— Start Working data —

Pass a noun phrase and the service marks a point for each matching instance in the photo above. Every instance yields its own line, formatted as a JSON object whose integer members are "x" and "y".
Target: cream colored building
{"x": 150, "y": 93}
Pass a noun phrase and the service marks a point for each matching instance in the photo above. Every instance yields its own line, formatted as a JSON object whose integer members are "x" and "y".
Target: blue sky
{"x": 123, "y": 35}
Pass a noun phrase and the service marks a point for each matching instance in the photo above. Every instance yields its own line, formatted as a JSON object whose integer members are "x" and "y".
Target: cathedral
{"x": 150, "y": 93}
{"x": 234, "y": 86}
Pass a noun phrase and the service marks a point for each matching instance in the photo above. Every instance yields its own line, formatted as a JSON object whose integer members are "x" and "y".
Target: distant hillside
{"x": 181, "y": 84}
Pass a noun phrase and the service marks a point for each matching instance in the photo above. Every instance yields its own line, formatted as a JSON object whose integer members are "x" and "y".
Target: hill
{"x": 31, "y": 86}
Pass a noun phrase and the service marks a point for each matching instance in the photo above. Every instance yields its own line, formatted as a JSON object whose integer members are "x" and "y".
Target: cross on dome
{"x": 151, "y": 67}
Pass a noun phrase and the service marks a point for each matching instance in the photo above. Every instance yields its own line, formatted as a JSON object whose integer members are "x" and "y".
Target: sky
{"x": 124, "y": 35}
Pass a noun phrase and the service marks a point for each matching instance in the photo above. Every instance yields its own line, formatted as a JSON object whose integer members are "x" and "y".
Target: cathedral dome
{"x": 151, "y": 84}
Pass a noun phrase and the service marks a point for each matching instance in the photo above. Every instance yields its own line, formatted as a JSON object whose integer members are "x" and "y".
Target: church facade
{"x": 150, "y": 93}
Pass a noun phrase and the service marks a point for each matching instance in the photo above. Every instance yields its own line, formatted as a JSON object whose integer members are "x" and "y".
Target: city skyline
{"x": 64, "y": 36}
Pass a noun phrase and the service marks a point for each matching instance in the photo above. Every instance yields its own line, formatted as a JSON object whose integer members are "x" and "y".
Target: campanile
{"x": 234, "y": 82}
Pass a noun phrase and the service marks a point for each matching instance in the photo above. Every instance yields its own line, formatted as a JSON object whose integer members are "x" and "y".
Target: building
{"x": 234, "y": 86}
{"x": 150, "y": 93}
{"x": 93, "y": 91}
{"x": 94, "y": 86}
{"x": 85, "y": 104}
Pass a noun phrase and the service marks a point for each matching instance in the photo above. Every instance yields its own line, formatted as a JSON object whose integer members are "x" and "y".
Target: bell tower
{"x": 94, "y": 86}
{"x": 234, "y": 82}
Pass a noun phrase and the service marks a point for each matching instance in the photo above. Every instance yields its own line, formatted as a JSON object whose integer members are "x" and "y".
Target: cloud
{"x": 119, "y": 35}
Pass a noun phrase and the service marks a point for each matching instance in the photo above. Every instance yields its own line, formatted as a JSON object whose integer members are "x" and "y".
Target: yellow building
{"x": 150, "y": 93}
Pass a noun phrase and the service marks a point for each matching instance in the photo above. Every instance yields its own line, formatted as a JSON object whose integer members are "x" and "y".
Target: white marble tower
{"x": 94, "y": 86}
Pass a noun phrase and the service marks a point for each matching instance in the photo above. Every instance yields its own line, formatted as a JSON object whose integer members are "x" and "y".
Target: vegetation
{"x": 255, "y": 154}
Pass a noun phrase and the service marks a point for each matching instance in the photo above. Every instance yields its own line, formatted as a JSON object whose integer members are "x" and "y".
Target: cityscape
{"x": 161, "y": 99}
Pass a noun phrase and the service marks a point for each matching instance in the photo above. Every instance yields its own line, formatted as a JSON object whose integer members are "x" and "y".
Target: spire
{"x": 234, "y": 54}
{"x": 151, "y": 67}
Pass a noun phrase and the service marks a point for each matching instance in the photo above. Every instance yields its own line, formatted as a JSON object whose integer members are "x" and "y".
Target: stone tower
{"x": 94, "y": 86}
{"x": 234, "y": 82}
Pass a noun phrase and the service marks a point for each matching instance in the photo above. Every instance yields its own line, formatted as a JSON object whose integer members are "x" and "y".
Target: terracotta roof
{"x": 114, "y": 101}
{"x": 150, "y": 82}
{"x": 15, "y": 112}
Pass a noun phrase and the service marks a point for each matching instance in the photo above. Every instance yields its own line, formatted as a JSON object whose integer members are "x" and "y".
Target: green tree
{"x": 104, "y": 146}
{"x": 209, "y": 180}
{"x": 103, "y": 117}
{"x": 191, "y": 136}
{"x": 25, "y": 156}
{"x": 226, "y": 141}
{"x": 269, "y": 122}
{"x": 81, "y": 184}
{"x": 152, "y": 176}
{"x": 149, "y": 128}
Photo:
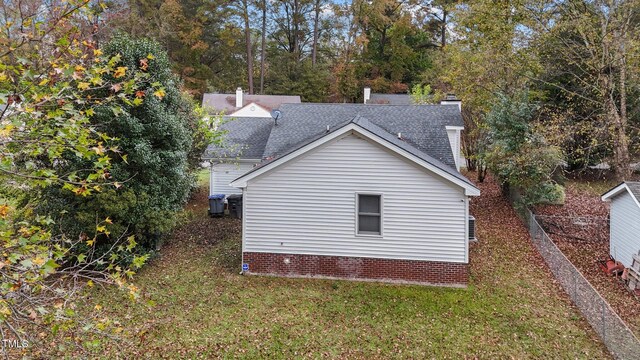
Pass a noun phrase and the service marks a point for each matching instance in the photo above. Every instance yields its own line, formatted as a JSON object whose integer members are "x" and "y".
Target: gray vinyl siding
{"x": 223, "y": 173}
{"x": 308, "y": 206}
{"x": 625, "y": 228}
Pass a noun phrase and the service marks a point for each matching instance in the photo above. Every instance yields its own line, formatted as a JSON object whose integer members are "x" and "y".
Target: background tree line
{"x": 100, "y": 134}
{"x": 577, "y": 60}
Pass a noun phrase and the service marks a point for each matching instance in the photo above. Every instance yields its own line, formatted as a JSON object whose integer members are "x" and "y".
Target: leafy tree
{"x": 156, "y": 132}
{"x": 590, "y": 51}
{"x": 518, "y": 154}
{"x": 53, "y": 86}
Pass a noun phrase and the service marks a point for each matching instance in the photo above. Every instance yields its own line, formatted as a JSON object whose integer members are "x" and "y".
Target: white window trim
{"x": 357, "y": 213}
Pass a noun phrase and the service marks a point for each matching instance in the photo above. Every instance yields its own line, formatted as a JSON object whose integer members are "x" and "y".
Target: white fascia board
{"x": 241, "y": 182}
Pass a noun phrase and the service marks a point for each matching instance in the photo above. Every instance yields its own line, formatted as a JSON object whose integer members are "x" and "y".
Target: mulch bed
{"x": 585, "y": 252}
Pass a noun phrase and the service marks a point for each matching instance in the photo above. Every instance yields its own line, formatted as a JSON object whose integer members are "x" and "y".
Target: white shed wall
{"x": 625, "y": 228}
{"x": 309, "y": 207}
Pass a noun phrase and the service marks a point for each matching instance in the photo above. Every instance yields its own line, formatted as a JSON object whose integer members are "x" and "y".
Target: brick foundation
{"x": 356, "y": 268}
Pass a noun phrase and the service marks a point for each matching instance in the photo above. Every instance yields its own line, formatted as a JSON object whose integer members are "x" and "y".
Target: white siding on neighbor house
{"x": 223, "y": 173}
{"x": 456, "y": 146}
{"x": 308, "y": 206}
{"x": 625, "y": 228}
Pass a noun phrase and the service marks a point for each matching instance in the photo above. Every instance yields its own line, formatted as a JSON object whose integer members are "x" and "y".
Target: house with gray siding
{"x": 355, "y": 191}
{"x": 624, "y": 221}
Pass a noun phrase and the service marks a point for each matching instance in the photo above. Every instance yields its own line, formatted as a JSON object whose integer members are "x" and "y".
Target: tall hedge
{"x": 155, "y": 139}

— End Working data —

### Exercise prompt
Leave out the pictures and transcribe everything else exactly.

### Answer to the problem
Pass a noun phrase and the service marks a point for each matching instance in the photo above. Every instance yields its own line, formatted as a JSON object whose integer members are "x" and "y".
Target: cream colored building
{"x": 150, "y": 93}
Pass a noun phrase and the service marks a point for each matching instance in the photo above. Every instance yields its own line, formatted as a JSON object whose integer members are "x" and "y".
Target: blue sky
{"x": 123, "y": 35}
Pass a noun phrase and the service marks a point for each matching instance in the photo above. Every instance yields its own line, formatted as a JSON object whose integer members are "x" and "y".
Target: cathedral
{"x": 150, "y": 93}
{"x": 234, "y": 86}
Pass a noun phrase and the service marks a point for each matching instance in the photo above. Every instance yields its own line, formatted as a JSON object whose integer members are "x" and "y".
Target: distant hillside
{"x": 181, "y": 84}
Pass a noun phrase and the service marks a point for each matching instance in the photo above. Every instance yields its own line, formatted as a JSON object whose integer members are "x" and "y".
Target: hill
{"x": 31, "y": 86}
Pass a noun phrase and the service marks a point for each matching instance in the photo above. Every instance yields its own line, formatted as a JSON object whose integer members are "x" and "y".
Target: cross on dome
{"x": 151, "y": 67}
Pass a noun phrase and the service marks a point for each matching instance in the photo above. Every instance yields its own line, formatted as a JSON object whose integer members are "x" and "y".
Target: sky
{"x": 124, "y": 35}
Pass a noun phrase and the service marks a point for each matching instance in the photo above. Every instance yields its own line, formatted as a JSON object whose integer members are "x" and "y".
Target: cathedral dome
{"x": 151, "y": 84}
Pass a noun phrase and the service marks a point for each matching instance in the photo above. Every instance yields its own line, formatted as a JSON object whose integer members are "x" and "y".
Target: church facade
{"x": 150, "y": 93}
Pass a noun phrase and the service marks a point for each matching instance in the photo above. Every instance yields its own line, formatted as a JSON object whose integer members are "x" and "y".
Target: city skyline
{"x": 64, "y": 36}
Pass a noun phrase and the service marks a point for each matching instance in the photo above. Every instance yields its own line, formatted as a JSON object whose integer members are "x" and "y".
Target: campanile
{"x": 234, "y": 82}
Pass a noun phrase and the service marks a point for each matching instance in the photo above. Every instance yields its own line, formatted as a JSON object whose integer members are "x" and "y".
Target: building
{"x": 234, "y": 86}
{"x": 150, "y": 93}
{"x": 93, "y": 91}
{"x": 94, "y": 86}
{"x": 85, "y": 104}
Pass a noun phrase and the service marks a point for each matching instance in the photo above. Every instance yields its own line, formatted as a JSON object whose integer members are "x" and "y".
Target: bell tower
{"x": 94, "y": 86}
{"x": 234, "y": 82}
Pass a noun phrase and the service marks a point for each matching instance in the photo above. Every instance yields its own line, formatted as a JSON object whose integer members are "x" and "y".
Target: cloud
{"x": 119, "y": 35}
Pass a noun phrase and the service marks a point for each matching instance in the photo above. Every instance yields its own line, formatted as a JSON object whose integer members are "x" and "y".
Target: yellow building
{"x": 150, "y": 93}
Pass a noun phrase and the service marks a point for each matching instance in the photo above. Every instance yields its own line, formatted as a JSON object whose integer members are "x" and "y".
Target: white marble tower
{"x": 94, "y": 86}
Pass a noun phrase and the service marks a point for each matching instance in the photo above. Every instance yields its own line, formatted as a JSON object whose integer members are "x" and "y".
Target: vegetation
{"x": 255, "y": 154}
Pass a noun phrase and the service marks a point for each matching instance in the photo above. Every instance yields its own line, formatted as a JSON object whose integer members are "x" and "y".
Target: cityscape
{"x": 161, "y": 99}
Pass a noun phrase and the service marks a point for each matching instance in the photo above. Every instance yields its own line, formatted as a JSON object whose integer members are "x" and "y".
Target: spire
{"x": 234, "y": 54}
{"x": 151, "y": 67}
Pass a noun phrase and the service marks a point for each matching instance in the photo above. Every instance yields its own line, formatted as a JSON object whose integer members are "x" and "y".
Target: stone tower
{"x": 94, "y": 86}
{"x": 234, "y": 82}
Pass a noun phrase and the service marks a point for each matching instance in the photo above. Every instance yields its own line, formatted as a JSON object whose integer members are "x" and "y".
Target: terracotta roof
{"x": 114, "y": 101}
{"x": 150, "y": 82}
{"x": 15, "y": 112}
Pass a noun phrase and the service marks a point for each matching instance in the photo above. Every instance yields its own line, formatted as a JSON object whose integer members are "x" and "y".
Target: green tree
{"x": 104, "y": 146}
{"x": 209, "y": 180}
{"x": 103, "y": 117}
{"x": 191, "y": 136}
{"x": 25, "y": 156}
{"x": 226, "y": 141}
{"x": 269, "y": 122}
{"x": 81, "y": 184}
{"x": 152, "y": 176}
{"x": 149, "y": 128}
Photo:
Pass a noun phrase and the service marks a point for each matching instance in the photo above. Every instance yields its own line, formatted as a JSON object whose integer members are "x" and "y".
Target: gray vinyl siding
{"x": 223, "y": 173}
{"x": 308, "y": 206}
{"x": 625, "y": 228}
Pass a noun phrase and the service marks a point for each matching instance in the photo above. Every instance yields its own line, formatted as a JSON object whose integer members are "x" and "y".
Target: background tree line
{"x": 100, "y": 134}
{"x": 577, "y": 60}
Pass a noun phrase and the service marks a point for each matching instance in the photo above. Every instance yields its own line, formatted as a JSON object whose integer members are "x" and "y".
Target: leafy tree
{"x": 156, "y": 132}
{"x": 590, "y": 51}
{"x": 518, "y": 154}
{"x": 53, "y": 86}
Pass a noun phrase and the service marks a point for each matching instance in the photo above. Every instance yields its own line, formatted as a JSON object whose integer members are "x" and "y".
Target: white window trim
{"x": 357, "y": 213}
Pass a noun phrase and the service marks a point for each matching instance in the photo above. Every instance yields its own line, formatted as a JSON object whose integer members are "x" and "y".
Target: white fascia board
{"x": 241, "y": 182}
Pass a noun phrase and the service marks a point for each matching instance in the photo above. Every instance yields its own line, formatted as a JSON object whose integer members are "x" and "y".
Target: mulch bed
{"x": 585, "y": 252}
Pass a noun phrase and the service marks a point for each matching instance in the photo above. Every instance yields its own line, formatted as a JSON object whose integer members are "x" and "y".
Target: white shed wall
{"x": 625, "y": 228}
{"x": 309, "y": 207}
Pass a noun phrase and the service marks a point for each matching instance in the photo above. Every instance yields its own line, formatted as a JSON object whose integer members are "x" and "y".
Target: brick foundation
{"x": 356, "y": 268}
Pass a noun phrase and the service marks a point for each matching instance in the photo above. Every instance yields its own line, formatted as a JSON object whose integer members are "x" and "y".
Target: white siding on neighbor house
{"x": 223, "y": 173}
{"x": 456, "y": 146}
{"x": 308, "y": 206}
{"x": 625, "y": 228}
Pass a noun phrase and the service marks a point for each matching instance in the photo above. Every instance yields its own line, formatted as a JSON object whose integer members are "x" and "y".
Target: house with gray siding
{"x": 355, "y": 191}
{"x": 624, "y": 221}
Pass a noun phrase and the service marks a point for each matching instance in the photo above. Every instance yields its own line, formatted as a JSON object whose integer members are "x" and "y".
Target: tall hedge
{"x": 155, "y": 139}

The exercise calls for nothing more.